### Extract
Content starts
Lowenberg reached a turning point in 1969 in the Bay Area, when he first got his hands on a brainwave visualizer at UC Medical Center’s Langley Porter Neuropsychiatric Institute. Returning to New York later that year, he began experimenting with bio signal-play with avant-garde filmmakers Steina and Woody Vasulka; worked for futurist architect Buckminster Fuller; screened his audio-visual feedback films at the Whitney; and ran an inaugural screening program at The Kitchen, a nonprofit art space in Chelsea founded by the Vasulkas in 1971.

Tom Zahuranec making adjustments on the Tcherepnin audio synthesizer, interfaced with the plants and the video, to create “music.” © Richard Lowenberg. Courtesy of the artist.

As Lowenberg’s network grew to include radical thinkers working across art and science, so did his access to groundbreaking technology. But for him, it was never really about the tech. “I was thinking from an ecological and social perspective, at a time where people were, and still are, obsessed with data,” Lowenberg reflected. “I saw these new technologies as a sensory aid, a new and exciting means of communicating with other species, for we are all natural systems speaking through our sensory capabilities.”

Lowenberg returned to the West Coast in 1973, where he established the Bio-Arts Lab, an umbrella label for the next 11 years of his work on plant and animal collaboration. It involved interspecies communication that included orcas in British Columbia, dolphins at the San Francisco aquarium, and—thanks to the connections of a Stanford scientist—Koko the Gorilla, who was famous for her grasp of American Sign Language. These endeavors led to experimental productions with nascent technologies such as holography and thermography and, ultimately, collaborations with NASA and NATO. But how did Lowenberg accomplish such feats?
Content ends
### Activity 1
Answer these questions about the Lowenberg passage:
(a) At which institute did Lowenberg first get his hands on a brainwave visualizer?
(b) Who founded The Kitchen, and in what year?
(c) In what year did Lowenberg establish the Bio-Arts Lab?
### Activity 2
Can you condense the paragraph of the Lowenberg passage that begins "Lowenberg returned to the West Coast in 1973" into a short bulleted list that keeps its main facts?

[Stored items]
Content starts
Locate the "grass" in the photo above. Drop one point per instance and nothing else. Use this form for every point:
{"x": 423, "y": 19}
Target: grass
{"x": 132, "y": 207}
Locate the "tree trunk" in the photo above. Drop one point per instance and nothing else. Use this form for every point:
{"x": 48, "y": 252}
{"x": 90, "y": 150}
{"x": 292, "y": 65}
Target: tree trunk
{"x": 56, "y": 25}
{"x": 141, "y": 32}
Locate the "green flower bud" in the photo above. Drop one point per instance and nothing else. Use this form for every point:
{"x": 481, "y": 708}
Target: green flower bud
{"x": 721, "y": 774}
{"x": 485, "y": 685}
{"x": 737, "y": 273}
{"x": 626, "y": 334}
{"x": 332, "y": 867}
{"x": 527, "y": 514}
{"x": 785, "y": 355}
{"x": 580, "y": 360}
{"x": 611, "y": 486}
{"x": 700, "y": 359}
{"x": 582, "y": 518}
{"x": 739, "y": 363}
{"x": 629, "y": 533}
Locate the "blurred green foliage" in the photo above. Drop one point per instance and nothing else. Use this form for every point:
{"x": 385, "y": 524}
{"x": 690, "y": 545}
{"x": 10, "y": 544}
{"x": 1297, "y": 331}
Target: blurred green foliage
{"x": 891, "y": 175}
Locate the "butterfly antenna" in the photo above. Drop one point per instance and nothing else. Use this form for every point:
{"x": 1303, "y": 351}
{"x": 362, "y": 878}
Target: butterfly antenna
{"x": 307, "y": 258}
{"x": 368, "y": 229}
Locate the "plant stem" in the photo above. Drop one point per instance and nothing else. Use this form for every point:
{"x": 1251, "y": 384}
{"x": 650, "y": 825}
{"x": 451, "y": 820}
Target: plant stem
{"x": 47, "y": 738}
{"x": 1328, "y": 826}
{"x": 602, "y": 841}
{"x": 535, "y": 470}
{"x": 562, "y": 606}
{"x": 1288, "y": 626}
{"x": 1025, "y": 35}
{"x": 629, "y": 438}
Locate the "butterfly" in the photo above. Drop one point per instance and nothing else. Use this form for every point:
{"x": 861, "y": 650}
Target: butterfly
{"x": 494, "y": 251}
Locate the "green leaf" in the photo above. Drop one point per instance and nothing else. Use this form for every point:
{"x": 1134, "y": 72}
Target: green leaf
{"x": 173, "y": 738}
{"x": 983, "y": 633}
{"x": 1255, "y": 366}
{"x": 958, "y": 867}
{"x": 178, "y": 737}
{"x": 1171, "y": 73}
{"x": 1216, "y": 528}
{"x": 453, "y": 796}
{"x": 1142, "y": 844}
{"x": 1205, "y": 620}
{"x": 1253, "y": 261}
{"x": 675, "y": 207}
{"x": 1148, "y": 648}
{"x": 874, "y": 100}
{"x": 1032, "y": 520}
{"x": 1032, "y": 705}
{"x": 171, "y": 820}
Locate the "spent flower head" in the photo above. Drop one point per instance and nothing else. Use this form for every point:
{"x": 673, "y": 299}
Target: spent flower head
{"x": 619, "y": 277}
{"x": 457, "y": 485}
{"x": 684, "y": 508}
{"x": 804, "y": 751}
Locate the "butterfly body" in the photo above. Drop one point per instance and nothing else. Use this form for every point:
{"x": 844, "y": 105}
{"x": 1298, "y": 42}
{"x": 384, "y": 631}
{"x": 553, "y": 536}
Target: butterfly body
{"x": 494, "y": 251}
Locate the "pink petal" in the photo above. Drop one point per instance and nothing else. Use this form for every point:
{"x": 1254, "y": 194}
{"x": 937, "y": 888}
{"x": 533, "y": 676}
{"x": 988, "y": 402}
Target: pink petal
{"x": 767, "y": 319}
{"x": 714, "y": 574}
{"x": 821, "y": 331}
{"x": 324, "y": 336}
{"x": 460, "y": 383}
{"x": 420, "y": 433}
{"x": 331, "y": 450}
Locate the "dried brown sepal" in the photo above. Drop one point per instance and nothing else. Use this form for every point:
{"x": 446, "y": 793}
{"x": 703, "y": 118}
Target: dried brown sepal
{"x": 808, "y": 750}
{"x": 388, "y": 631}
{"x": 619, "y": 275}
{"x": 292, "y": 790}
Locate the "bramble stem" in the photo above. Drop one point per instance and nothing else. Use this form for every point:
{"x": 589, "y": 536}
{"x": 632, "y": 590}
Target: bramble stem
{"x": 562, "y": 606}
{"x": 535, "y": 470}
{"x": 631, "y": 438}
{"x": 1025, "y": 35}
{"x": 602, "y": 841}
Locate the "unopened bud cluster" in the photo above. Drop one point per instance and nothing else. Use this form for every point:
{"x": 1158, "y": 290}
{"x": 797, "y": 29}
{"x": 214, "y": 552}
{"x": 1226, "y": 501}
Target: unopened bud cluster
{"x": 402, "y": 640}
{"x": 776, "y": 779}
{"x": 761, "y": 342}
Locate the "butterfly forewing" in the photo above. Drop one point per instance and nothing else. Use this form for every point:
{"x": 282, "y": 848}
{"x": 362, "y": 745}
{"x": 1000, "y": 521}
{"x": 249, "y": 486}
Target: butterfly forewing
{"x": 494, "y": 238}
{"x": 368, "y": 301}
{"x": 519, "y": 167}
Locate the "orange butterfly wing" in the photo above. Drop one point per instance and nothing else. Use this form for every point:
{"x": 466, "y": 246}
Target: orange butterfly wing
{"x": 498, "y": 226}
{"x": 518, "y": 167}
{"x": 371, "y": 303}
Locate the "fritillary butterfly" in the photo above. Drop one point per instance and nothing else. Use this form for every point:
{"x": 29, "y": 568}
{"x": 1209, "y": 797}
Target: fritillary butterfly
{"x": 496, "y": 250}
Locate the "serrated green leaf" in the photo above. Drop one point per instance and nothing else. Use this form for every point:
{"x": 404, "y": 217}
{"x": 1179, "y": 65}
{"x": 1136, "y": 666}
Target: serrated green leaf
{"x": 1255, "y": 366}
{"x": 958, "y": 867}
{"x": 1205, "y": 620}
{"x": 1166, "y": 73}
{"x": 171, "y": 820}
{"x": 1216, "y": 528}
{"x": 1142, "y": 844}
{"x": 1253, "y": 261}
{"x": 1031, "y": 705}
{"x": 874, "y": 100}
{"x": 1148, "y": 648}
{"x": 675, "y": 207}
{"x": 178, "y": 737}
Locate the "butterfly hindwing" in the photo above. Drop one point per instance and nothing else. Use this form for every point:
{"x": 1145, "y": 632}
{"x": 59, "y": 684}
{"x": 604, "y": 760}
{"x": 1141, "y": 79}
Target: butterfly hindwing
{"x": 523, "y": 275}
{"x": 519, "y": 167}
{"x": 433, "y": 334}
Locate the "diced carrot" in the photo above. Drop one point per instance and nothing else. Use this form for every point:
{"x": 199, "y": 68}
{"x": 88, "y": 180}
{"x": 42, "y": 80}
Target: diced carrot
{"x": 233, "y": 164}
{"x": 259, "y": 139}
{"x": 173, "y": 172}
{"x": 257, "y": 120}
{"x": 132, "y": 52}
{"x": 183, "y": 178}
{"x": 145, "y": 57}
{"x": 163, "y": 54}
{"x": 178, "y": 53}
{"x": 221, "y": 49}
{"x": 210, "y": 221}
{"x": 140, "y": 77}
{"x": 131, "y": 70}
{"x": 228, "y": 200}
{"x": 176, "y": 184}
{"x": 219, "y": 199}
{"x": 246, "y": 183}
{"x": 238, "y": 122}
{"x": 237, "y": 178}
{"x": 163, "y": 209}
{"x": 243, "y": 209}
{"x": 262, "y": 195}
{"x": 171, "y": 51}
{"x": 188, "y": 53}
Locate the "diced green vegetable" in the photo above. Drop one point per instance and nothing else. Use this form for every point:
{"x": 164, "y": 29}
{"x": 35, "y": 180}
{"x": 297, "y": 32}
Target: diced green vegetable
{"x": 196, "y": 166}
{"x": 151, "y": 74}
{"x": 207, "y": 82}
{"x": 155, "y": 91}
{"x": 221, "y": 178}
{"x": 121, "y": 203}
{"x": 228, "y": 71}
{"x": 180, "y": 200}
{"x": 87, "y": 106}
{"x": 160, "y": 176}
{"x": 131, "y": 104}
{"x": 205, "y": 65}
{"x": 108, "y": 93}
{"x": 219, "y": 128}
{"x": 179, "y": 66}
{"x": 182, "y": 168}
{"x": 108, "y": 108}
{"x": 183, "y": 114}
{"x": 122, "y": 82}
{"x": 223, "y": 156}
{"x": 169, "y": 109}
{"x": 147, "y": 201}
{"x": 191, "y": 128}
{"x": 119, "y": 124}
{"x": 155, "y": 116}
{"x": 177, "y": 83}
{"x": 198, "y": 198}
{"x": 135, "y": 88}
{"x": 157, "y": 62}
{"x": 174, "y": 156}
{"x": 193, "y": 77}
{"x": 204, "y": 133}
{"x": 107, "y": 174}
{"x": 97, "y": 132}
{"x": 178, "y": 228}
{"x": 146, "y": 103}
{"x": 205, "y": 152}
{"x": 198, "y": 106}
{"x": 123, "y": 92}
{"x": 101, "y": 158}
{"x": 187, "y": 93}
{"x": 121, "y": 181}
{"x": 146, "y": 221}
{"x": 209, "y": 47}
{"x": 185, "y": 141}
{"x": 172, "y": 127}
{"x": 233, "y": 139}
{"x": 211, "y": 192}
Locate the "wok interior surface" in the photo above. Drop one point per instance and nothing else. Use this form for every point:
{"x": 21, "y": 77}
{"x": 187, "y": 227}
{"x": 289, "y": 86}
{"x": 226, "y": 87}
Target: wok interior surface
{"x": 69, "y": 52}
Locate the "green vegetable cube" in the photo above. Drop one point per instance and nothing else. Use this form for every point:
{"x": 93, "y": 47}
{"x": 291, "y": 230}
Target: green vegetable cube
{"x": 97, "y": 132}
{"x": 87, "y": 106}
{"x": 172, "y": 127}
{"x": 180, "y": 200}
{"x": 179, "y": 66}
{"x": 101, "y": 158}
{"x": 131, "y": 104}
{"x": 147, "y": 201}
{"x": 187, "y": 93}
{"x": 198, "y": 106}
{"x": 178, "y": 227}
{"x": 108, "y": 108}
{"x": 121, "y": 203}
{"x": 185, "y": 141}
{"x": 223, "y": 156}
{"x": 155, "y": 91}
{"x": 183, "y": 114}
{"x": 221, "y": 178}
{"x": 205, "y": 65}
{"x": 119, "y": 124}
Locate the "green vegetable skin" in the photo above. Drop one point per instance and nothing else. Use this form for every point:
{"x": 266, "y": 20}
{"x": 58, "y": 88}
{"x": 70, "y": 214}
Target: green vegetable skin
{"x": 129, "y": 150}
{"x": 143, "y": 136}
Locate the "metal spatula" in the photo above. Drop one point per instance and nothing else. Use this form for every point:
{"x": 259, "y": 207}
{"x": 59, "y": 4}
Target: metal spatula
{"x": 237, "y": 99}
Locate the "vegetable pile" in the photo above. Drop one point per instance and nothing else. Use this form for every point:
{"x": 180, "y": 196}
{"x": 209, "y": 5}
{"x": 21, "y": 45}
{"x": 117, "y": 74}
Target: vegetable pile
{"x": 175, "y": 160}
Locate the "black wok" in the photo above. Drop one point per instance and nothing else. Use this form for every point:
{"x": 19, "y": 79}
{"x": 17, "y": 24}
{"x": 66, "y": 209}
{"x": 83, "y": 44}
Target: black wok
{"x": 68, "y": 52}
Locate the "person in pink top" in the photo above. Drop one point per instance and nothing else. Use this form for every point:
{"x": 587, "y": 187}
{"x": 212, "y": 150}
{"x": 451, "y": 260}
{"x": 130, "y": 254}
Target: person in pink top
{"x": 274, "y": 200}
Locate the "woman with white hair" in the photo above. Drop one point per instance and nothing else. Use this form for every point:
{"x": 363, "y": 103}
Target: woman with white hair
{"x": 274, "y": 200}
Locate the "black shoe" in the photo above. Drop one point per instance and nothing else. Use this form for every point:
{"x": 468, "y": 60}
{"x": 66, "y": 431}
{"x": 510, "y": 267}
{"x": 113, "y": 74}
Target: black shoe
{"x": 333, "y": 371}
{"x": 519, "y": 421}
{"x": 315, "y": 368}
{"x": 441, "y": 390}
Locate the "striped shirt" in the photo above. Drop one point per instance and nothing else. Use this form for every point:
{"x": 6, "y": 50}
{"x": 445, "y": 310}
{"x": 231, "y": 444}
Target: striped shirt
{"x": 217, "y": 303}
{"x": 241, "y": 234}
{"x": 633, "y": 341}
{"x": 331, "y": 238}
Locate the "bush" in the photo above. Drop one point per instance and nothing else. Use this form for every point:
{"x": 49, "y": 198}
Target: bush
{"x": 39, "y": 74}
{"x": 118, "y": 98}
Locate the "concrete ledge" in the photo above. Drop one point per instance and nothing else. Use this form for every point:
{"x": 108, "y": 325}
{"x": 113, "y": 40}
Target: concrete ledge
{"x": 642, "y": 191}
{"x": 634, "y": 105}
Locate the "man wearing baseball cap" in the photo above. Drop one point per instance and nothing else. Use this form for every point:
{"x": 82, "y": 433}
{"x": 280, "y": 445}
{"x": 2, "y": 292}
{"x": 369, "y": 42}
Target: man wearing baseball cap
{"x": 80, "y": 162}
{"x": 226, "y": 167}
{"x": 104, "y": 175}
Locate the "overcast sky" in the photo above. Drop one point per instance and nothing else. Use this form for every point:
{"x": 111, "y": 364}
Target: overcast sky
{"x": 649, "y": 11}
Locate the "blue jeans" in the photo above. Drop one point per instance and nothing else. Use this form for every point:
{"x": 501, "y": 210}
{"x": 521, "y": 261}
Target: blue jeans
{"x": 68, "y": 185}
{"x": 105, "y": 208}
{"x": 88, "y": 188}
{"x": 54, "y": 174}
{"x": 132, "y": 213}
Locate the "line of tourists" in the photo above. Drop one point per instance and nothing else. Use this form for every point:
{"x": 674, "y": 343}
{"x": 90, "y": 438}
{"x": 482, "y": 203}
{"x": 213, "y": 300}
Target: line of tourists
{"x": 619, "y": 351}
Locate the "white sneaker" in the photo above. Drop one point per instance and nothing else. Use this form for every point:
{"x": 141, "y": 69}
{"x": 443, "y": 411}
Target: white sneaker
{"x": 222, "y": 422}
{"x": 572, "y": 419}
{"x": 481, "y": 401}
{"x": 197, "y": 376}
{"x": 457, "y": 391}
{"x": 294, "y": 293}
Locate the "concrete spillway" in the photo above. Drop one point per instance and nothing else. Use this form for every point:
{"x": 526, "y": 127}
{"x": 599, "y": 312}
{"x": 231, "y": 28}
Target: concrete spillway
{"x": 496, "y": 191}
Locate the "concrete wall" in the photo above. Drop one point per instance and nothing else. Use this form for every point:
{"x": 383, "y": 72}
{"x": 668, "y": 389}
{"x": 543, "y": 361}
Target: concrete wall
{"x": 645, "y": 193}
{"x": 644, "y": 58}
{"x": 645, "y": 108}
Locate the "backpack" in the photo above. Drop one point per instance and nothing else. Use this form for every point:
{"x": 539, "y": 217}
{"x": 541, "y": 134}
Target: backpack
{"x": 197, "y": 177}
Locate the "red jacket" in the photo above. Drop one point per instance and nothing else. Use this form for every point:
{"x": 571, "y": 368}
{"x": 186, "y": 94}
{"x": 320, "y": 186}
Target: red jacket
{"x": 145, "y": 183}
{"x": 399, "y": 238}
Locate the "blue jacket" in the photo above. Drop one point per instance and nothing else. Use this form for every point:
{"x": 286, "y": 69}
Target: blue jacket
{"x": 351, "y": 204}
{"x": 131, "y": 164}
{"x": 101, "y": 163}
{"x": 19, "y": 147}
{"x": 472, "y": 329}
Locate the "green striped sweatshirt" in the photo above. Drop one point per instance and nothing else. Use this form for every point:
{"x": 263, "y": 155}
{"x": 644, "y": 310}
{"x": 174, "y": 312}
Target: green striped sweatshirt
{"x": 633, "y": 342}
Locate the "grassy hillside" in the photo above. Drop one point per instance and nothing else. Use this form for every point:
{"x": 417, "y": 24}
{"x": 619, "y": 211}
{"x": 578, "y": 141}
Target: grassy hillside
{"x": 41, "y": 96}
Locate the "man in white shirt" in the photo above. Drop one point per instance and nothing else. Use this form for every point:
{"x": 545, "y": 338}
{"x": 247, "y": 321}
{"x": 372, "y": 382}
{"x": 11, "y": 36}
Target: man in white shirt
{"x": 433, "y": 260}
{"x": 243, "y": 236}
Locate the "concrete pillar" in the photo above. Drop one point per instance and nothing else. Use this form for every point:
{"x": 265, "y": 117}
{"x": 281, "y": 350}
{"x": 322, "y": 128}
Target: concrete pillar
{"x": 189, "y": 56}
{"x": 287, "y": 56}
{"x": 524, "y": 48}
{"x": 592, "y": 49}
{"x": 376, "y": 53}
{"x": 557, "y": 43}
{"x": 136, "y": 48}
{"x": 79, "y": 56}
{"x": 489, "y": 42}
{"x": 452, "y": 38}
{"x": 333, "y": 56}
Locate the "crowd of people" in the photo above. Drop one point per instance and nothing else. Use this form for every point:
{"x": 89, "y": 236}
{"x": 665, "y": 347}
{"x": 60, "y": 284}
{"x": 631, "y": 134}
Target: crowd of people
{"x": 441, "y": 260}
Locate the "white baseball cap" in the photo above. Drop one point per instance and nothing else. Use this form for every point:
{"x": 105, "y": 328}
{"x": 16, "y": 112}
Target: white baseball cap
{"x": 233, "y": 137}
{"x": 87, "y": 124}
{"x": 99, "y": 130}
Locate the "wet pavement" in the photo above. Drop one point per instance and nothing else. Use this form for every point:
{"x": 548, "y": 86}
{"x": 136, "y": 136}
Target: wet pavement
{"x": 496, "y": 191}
Content ends
### Answer space 1
(a) UC Medical Center's Langley Porter Neuropsychiatric Institute
(b) Steina and Woody Vasulka, in 1971
(c) 1973

### Answer space 2
- In 1973 Lowenberg returned to the West Coast and set up the Bio-Arts Lab, the label for his next 11 years of work on plant and animal collaboration.
- This work involved interspecies communication with orcas in British Columbia, dolphins at the San Francisco aquarium, and, through a Stanford scientist's connections, Koko the Gorilla, who was famous for her grasp of American Sign Language.
- It led to experimental productions using holography and thermography, and ultimately to collaborations with NASA and NATO.